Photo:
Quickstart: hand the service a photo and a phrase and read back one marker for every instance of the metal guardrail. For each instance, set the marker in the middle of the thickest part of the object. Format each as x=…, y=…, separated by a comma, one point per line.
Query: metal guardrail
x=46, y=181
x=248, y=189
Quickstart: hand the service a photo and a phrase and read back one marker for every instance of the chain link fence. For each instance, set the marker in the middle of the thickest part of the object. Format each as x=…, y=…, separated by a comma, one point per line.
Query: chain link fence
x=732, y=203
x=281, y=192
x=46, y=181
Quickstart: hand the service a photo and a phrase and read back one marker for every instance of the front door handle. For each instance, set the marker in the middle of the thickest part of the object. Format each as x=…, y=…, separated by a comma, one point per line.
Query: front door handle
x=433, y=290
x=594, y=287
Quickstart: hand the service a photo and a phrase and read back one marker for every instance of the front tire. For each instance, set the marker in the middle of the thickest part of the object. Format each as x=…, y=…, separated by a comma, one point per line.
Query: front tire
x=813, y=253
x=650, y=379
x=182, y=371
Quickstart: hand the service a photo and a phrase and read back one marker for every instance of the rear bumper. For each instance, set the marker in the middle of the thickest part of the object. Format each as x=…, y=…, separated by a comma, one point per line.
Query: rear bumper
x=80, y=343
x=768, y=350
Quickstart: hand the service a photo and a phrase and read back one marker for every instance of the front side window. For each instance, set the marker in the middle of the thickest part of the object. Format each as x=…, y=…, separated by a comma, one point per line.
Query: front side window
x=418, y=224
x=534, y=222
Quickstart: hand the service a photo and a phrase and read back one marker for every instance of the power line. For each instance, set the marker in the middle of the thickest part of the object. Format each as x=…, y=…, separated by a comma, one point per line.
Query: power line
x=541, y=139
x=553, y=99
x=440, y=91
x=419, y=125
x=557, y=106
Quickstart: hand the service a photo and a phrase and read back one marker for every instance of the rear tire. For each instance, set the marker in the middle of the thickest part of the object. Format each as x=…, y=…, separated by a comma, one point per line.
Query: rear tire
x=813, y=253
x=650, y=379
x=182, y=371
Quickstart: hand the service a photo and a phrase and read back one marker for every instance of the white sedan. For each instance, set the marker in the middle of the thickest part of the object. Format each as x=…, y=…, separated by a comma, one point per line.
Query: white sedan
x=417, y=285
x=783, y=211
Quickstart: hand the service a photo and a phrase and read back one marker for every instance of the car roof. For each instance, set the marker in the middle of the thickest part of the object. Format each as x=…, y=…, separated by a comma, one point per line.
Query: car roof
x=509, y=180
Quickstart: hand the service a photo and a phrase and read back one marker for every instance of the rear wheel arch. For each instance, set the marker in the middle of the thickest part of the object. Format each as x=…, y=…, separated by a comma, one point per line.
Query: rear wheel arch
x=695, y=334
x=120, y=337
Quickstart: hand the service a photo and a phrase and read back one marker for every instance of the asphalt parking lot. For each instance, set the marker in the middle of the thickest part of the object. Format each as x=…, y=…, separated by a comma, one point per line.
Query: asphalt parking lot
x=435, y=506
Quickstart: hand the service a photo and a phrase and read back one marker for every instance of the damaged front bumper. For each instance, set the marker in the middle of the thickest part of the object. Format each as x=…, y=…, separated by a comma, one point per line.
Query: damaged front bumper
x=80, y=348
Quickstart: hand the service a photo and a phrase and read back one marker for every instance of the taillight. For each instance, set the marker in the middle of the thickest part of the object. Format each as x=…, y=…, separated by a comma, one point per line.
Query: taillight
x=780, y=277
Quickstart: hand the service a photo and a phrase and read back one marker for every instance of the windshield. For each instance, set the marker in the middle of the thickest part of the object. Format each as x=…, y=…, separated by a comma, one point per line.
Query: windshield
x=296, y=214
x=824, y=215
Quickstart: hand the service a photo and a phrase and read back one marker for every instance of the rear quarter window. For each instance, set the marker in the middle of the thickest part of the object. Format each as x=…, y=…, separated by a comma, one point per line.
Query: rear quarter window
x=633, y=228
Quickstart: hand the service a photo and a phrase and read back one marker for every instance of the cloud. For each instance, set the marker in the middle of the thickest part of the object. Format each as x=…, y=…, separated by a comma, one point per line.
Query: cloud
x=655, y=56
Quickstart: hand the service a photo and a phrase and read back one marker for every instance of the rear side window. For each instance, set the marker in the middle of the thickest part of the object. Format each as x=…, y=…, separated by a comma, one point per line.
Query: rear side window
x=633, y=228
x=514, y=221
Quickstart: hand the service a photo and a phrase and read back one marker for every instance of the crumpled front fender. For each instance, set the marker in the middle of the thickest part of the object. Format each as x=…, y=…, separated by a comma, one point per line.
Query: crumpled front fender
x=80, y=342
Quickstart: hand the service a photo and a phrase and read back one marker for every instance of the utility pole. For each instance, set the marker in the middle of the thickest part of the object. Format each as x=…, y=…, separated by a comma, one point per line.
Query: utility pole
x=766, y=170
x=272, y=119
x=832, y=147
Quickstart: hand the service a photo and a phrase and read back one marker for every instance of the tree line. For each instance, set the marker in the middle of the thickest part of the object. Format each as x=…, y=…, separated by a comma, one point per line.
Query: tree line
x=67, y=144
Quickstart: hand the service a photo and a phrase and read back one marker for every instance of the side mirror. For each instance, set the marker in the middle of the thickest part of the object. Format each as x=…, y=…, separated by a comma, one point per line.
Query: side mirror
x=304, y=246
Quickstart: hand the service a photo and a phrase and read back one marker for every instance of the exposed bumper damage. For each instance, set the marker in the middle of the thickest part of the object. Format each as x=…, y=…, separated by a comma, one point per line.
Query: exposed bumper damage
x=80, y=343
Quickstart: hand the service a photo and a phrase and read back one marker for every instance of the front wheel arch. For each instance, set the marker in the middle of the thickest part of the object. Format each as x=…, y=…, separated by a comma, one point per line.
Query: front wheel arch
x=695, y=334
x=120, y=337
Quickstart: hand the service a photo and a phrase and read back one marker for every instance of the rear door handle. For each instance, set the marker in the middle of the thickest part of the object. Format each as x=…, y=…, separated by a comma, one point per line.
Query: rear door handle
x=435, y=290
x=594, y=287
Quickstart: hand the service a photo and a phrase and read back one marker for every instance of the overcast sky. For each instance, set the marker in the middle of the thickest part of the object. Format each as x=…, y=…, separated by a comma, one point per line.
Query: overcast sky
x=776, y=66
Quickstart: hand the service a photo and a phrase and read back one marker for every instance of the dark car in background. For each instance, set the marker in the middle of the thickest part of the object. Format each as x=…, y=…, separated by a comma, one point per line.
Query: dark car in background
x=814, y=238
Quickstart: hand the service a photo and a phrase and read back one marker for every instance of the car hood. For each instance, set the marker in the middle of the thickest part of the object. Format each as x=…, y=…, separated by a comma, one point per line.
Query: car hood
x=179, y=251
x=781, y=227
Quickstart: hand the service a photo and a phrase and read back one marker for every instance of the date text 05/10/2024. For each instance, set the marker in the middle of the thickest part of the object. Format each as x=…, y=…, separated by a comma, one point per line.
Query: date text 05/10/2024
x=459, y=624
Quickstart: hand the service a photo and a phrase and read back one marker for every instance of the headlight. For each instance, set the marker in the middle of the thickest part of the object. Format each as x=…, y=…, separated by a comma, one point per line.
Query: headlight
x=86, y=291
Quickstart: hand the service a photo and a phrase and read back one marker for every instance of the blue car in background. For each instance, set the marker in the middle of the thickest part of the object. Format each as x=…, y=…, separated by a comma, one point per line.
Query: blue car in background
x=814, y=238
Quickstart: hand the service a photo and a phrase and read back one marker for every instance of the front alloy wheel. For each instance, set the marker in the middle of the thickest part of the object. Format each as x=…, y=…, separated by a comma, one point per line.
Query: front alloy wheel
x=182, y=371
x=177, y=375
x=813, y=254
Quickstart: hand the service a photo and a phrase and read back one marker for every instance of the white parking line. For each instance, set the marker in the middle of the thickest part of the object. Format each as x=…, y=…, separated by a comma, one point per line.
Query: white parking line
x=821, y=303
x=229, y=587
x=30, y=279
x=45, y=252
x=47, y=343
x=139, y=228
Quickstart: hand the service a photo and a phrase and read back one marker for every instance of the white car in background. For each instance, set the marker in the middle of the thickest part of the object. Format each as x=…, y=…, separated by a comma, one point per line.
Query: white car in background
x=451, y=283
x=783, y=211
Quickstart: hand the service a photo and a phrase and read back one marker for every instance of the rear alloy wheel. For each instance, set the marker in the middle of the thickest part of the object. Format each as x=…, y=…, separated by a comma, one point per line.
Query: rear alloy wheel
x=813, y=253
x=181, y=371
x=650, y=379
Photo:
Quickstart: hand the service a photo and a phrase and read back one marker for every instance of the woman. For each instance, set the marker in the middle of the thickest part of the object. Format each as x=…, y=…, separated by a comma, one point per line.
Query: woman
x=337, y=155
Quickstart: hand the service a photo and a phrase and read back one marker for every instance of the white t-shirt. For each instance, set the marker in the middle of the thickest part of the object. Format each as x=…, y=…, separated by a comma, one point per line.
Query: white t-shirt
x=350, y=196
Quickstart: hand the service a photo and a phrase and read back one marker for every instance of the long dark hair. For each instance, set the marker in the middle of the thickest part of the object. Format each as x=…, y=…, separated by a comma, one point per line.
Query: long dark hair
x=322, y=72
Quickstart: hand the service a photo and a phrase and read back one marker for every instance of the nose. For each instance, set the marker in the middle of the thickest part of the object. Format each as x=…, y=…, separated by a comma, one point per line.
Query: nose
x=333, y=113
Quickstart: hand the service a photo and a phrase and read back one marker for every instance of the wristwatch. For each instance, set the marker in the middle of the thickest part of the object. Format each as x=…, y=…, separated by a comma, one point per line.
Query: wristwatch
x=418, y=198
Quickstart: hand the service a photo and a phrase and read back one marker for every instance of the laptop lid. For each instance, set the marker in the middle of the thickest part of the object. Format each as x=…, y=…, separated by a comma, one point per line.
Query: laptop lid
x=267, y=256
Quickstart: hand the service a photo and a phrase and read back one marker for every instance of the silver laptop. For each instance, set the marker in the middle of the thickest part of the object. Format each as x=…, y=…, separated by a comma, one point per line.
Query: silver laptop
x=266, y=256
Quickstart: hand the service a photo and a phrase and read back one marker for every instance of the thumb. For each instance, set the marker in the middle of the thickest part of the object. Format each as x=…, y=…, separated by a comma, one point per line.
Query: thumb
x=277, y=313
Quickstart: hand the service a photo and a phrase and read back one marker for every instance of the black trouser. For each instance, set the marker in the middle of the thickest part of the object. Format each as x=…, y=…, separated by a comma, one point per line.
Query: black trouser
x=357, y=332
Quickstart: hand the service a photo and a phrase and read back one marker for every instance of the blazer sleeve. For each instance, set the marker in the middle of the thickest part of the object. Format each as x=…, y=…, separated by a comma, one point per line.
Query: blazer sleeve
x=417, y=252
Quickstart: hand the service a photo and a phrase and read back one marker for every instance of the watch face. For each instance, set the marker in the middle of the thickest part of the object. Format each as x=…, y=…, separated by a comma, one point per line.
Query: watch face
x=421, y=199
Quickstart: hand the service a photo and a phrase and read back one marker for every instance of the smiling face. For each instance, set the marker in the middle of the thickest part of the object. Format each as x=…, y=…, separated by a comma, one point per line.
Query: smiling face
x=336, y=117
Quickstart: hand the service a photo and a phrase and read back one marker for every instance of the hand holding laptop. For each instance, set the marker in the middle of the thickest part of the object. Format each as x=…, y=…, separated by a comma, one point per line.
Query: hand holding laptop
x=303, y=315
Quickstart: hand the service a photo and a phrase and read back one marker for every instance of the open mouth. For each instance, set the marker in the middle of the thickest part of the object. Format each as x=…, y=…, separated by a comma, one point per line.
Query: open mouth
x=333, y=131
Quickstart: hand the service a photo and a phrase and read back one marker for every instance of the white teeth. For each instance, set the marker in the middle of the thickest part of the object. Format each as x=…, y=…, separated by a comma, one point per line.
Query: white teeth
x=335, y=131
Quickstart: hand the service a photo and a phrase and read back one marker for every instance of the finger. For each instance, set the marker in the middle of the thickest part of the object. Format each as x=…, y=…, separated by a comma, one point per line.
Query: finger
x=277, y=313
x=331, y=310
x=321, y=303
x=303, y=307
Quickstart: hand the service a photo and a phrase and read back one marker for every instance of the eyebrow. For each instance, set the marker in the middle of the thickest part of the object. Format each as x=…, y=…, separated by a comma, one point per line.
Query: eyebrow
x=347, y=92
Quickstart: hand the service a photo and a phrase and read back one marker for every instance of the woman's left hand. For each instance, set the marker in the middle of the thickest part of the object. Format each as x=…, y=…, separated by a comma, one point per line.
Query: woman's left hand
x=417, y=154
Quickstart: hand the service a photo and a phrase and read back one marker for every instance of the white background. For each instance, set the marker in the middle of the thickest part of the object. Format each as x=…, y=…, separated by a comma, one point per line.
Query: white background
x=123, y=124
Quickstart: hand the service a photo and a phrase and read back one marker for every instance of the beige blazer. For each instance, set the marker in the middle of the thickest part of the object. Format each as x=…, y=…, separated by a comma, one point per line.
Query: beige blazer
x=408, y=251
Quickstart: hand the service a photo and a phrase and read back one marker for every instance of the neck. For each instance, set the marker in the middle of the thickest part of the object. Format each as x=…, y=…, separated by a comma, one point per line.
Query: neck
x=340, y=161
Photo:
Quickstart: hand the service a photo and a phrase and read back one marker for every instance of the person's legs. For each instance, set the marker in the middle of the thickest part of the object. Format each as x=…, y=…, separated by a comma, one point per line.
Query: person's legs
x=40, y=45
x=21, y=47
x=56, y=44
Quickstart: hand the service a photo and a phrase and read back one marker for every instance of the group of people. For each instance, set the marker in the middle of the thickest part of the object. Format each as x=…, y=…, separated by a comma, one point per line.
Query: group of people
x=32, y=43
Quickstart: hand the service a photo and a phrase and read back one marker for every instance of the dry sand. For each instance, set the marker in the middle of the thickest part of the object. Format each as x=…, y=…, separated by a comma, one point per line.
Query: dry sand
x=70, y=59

....

Your task.
Quote word for word the part of the data above that opens with the line containing "the rear bumper." and closes with the line containing "x=768, y=350", including both of those lines.

Final answer.
Quickstart: hand the service a photo and a phrase and read back one marker for every instance of the rear bumper. For each instance, set the marker in the middle of the thickest part of the object. Format each as x=…, y=…, separated by a comma, one point per line.
Query: rear bumper
x=80, y=343
x=768, y=350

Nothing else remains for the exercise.